Stored data entries:
┄┄┄┄┄┄┄┄┄┄┄┄┄┄┄┄┄┄┄┄

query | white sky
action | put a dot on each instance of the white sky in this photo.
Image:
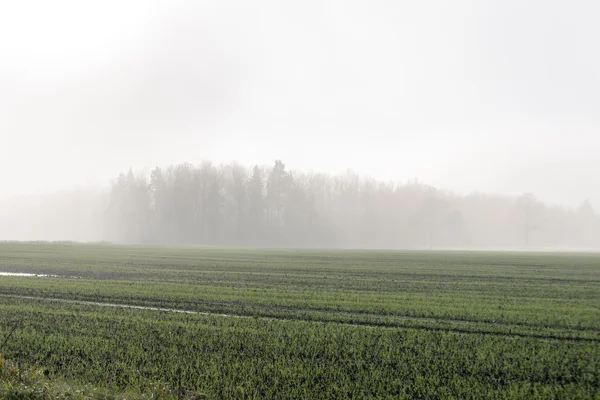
(496, 96)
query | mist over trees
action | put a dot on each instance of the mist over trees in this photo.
(238, 206)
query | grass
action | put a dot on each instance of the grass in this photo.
(316, 324)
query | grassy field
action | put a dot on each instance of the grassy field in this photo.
(304, 324)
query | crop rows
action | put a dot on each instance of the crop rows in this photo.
(317, 324)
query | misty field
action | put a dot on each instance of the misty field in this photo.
(305, 324)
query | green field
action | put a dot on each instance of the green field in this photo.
(306, 324)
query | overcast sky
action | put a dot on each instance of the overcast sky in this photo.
(494, 96)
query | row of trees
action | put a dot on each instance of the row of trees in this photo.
(233, 205)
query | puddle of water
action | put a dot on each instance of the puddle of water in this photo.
(28, 275)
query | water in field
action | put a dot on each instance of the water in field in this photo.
(27, 274)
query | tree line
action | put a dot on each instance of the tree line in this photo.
(273, 206)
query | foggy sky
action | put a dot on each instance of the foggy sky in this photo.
(492, 96)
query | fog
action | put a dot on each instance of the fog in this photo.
(448, 112)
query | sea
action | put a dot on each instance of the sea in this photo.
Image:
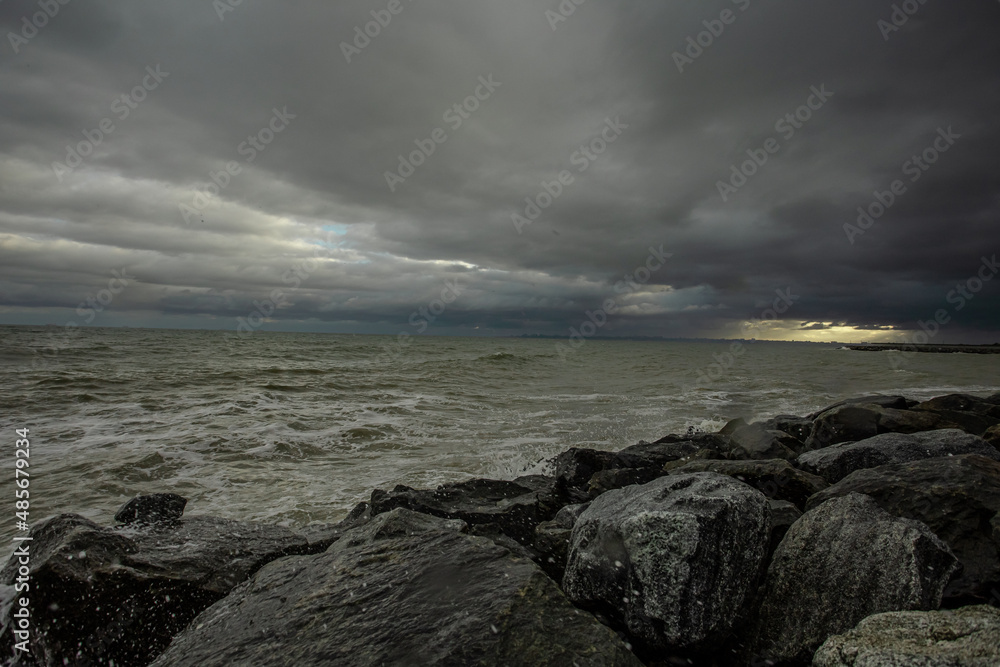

┄┄┄┄┄┄┄┄┄┄┄┄┄┄┄┄┄┄┄┄

=== Objective ===
Retype every line of the listing above without changing anything, and leave the pictures out.

=== Answer in full ===
query | white sky
action | put a dot on each instance of the white sky in this photo.
Image:
(496, 96)
query | mist over trees
action | put a dot on each instance of the mist over trees in this photo.
(238, 206)
query | grass
action | put a dot on each instance of the grass in this photo.
(316, 324)
query | grassy field
action | put a dot on each instance of the grassy field in this photo.
(304, 324)
query | crop rows
action | put a dot on each instance of the crop rows in this photo.
(317, 324)
query | misty field
action | put a dot on each instance of the misty field in this photo.
(305, 324)
query | green field
action | put a dot on each instance of the green field in this photo.
(306, 324)
query | overcast sky
action | put a dot on each instance of the overcast sky in this photo.
(494, 96)
query | row of trees
action | put a dot on each instance of the row of trees in this photo.
(233, 205)
query | puddle of water
action | put a dot on each instance of the puddle of water in this photo.
(28, 275)
query | water in field
action | put a dot on each instance of the water in field in this photo.
(27, 274)
query | tree line
action | put a dot on each instance of the tree line in this photo.
(273, 206)
query | foggy sky
action | put a dot on each instance of the foggy sky in this photo.
(492, 96)
query | fog
action | put a dot on each instance of the fog in this photo.
(448, 112)
query | sea
action | put a dot on each instance of the sea in this photo.
Image:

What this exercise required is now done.